Исходный текст
◆ ◆ ◆

Каждому селу Дом культуры!
Каждому районному центру Дворец культуры!
За время моей работы в ОДНТ в Саратовской области
насчитывалось и больше тридцати районов, и меньше – область постоянно делилась.
В каждом районном центре организовано было по два государственных отдела
культуры – городской и сельский, действовал профсоюзный отдел культпросветработы, отчитывавшиеся в своей работе областным
сельскому и городскому управлениям культуры, и облсовпрофу.
Бесплатным самодеятельным хоровым, фольклорным,
драматическим кружкам, агитбригадам требовались подготовленные руководители на
зарплате, дорого обходилось необходимое оборудование, костюмы танцорам,
артистам. Денежная необходимость в СССР – «временно сохраняется», – доносилось
с высоких трибун: указано колхозам, совхозам, заводам выделять три процента
дохода «на культуру».
Совхоз-миллионер в двадцати километрах от города
Пугачёва построил себе Дворец культуры, – такой только в Саратове был на улице
Жуковского! В этом совхозе я организовал выставку на базе местного детского
сада – из Саратова привёз бумагу, акварель, кисти, – к популярной тогда на весь
СССР телепередаче «Голубой огонёк»: очень торжественно под софитами на сцене
заполненного зрителями зала на шестьсот мест дети получали грамоты за участие
на выставке.
Под Турками во Дворец культуры колхоза-миллионера я
привёз из Саратова выставку-передвижку самодеятельных художников – тоже на
«Голубой огонёк».
Работали бесплатные ИЗО-студии
при Дворцах культуры Пугачёва, Красного Кута, Аткарска, Петровска, Ртищево,
Аркадака, Турков, Балаково. За творческие успехи ИЗО-студия районного Дворца культуры города Петровска
получила звание «Народная». В Саратове работали «бесплатные» государственные и
организованные облсовпрофом ИЗО-студии:
возле Главпочты руководитель Суворов, в Дворце культуры на 5-ой Дачной руководитель Паролин, в Доме офицеров руководитель Котлов. Не счесть
«бесплатных» ИЗО-кружков при Домах и Дворцах
культуры, школах, Домах и Дворцах пионеров.
За государственный и профсоюзный счёт проходили
выставки самодеятельных художников – Персональные, Групповые, Районные,
Городские, Областные. Два столяра саратовского Художественного фонда СХ утром
приносят на плечах окантовку, и к вечеру бесплатно оформлены картины Областной
выставки самодеятельных художников 1967 года, больше ста авторов – и никакой
платы за аренду помещения.
Заочный народный университет искусств имени Крупской
(ЗНУИ) совместно с московским ДНТ и местными ОДНТ проводили по всему СССР
бесплатные курсы повышения квалификации самодеятельных художников на местах и
творческих дачах Союза художников.
Самодеятельных художников поощряли пропагандой в
печати, лучшие работы показывали в Москве. Обещали издание журнала «Народное
творчество» – аналог журналу «Художник».

◆ ◆ ◆

[Извлечённые записи]
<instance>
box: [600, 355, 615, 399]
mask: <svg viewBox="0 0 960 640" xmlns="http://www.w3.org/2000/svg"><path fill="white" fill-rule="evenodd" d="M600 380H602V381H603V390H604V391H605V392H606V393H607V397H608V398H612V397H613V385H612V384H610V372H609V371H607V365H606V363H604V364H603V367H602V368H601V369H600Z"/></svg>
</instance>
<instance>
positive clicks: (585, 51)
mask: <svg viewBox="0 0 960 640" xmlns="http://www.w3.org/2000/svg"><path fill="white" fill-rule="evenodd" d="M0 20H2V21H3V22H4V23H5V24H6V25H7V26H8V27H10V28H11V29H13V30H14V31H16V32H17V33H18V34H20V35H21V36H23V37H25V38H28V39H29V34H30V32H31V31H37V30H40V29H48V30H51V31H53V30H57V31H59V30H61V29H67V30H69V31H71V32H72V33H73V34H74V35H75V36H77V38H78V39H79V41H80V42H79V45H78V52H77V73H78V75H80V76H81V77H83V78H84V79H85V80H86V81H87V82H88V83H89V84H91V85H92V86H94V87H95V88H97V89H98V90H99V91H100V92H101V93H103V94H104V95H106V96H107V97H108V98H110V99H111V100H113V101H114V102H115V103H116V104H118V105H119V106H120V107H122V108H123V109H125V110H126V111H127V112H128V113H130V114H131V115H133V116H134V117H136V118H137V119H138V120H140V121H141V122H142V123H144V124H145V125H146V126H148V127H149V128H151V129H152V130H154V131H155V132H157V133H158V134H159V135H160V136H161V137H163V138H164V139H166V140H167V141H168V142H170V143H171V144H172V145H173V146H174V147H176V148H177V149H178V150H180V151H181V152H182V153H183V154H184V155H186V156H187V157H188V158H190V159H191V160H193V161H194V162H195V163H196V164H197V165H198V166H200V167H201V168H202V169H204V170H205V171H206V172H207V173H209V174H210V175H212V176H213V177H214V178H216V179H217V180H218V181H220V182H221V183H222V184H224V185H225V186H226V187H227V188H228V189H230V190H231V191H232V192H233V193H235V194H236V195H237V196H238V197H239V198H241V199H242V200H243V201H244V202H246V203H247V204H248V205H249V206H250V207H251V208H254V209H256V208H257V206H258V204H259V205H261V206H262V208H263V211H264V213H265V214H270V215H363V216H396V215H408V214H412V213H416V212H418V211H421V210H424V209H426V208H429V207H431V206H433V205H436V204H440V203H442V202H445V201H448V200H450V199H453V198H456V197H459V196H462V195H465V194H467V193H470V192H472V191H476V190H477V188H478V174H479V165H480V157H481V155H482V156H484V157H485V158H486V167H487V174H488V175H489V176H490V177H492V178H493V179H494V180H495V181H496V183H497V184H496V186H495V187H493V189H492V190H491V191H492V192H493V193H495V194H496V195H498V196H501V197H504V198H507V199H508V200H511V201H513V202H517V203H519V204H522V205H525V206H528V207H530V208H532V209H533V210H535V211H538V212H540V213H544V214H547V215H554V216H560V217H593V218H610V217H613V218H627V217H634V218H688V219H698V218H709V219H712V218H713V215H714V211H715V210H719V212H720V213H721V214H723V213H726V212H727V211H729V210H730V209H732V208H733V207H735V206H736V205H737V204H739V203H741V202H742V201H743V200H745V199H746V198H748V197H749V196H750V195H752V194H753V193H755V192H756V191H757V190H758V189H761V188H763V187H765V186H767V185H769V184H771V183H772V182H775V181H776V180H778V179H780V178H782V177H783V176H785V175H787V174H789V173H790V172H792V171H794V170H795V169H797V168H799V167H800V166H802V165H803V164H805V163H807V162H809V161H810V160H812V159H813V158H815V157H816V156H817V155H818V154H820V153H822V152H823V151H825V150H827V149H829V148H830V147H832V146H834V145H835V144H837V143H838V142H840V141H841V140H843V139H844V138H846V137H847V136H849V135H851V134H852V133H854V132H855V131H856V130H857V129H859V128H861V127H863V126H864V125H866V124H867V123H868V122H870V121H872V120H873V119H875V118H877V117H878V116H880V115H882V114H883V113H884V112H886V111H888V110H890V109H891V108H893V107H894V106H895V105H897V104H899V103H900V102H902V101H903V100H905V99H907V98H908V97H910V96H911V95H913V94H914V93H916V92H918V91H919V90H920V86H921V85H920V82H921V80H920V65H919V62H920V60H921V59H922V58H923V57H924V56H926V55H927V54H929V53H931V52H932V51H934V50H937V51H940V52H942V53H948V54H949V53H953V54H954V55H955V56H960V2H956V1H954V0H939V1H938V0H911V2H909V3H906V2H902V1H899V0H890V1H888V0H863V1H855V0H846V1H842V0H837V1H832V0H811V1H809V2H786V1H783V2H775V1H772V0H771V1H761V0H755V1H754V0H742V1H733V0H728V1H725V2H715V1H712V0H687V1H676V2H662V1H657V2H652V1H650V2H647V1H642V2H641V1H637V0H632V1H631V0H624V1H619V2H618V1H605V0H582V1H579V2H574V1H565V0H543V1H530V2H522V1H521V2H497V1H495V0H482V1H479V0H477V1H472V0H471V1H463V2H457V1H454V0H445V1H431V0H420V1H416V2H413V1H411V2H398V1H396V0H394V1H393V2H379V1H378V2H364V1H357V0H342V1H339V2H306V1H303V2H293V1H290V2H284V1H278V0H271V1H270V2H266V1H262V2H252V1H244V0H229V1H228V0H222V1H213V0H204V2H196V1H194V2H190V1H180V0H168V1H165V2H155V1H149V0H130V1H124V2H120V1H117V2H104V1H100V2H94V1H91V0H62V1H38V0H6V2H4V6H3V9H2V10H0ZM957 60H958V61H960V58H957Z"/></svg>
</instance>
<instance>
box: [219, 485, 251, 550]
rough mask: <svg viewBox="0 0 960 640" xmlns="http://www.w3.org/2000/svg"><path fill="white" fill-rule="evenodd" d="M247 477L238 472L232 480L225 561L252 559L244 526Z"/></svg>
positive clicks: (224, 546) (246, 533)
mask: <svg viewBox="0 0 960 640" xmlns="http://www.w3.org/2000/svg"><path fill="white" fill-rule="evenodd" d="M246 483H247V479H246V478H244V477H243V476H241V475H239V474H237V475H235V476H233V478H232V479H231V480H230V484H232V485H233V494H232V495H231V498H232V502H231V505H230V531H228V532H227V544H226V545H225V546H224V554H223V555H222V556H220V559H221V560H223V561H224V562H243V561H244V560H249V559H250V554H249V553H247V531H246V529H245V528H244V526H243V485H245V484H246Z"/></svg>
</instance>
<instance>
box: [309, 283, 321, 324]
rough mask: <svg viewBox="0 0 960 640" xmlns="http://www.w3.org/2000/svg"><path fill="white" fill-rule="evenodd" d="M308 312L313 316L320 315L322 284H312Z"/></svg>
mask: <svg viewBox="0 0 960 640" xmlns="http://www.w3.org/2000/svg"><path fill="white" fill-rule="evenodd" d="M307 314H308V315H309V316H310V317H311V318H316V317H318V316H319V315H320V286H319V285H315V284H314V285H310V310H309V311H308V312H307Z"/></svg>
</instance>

◆ ◆ ◆

Задание A
Переведите на английский язык предложение из текста о самодеятельном искусстве Саратовской области: «За творческие успехи ИЗО-студия районного Дворца культуры города Петровска получила звание «Народная».»
Задание B
Продолжите текст о самодеятельном искусстве Саратовской области, начав сразу после его последнего предложения.

Ответ A
For its creative achievements, the art studio of the district Palace of Culture in the town of Petrovsk received the title "People's."

Ответ B
Пленум Министерства культуры СССР издал постановление
– художественным музеям СССР организовать в своих постоянных экспозициях отделы
современного народного творчества, обязал СХ СССР в свои выставки включать
картины самодеятельных художников. Кроме уже существующих сельских Картинных
галерей на основе работ СХ СССР, планировалась организация на местах Галерей
народного искусства.
Директор Саратовского ОДНТ Скорлупкин
Александр Николаевич объявил о предстоящем в 1968 году открытии в Саратове Народной
картинной галереи с двумя штатными сотрудниками – одну единицу государственного
финансирования, другую финансирует облсовпроф.
Народная галерея займёт седьмой этаж достраивающегося на Площади революции
правительственного здания. ОДНТ собирает экспонаты, самодеятельные художники
области бесплатно отдают свои картины.
Плановая финансовая возможность позволяет ОДНТ издать
каталоги с чёрно-белыми репродукциями Областных выставок самодеятельных
художников 1965, 1967, 1970 годов – без каталогов в то время проходили
Областные выставки Саратовского СХ.
Поощрялся международный обмен опытом.
ОДНТ получил финансовую возможность подписаться на
журналы по искусству ГДР, Чехословакии, Венгрии, Польши. Чехословацкий журнал
получаем, а в нём репродукции картин Филонова –
сколько восторга! – приложен на русском языке его манифест «Декларация Мирового
расцвета». Филонова тридцать лет советская власть не
жалует и потом тридцать лет поминать не велит, – а тогда! – Чудину и мне
ленинградский художник Сазонов дарит монографию о Филонове
чехословацкого издания не на русском языке, но зато с цветными репродукциями!
О международном обмене выставками! Поддержано
предложение Морозова, главного инженера «Водоканала», – у него медаль из Женевы
за участие в 1957 году на международной выставке художников-любителей за
графическую работу «Плоты на Волге».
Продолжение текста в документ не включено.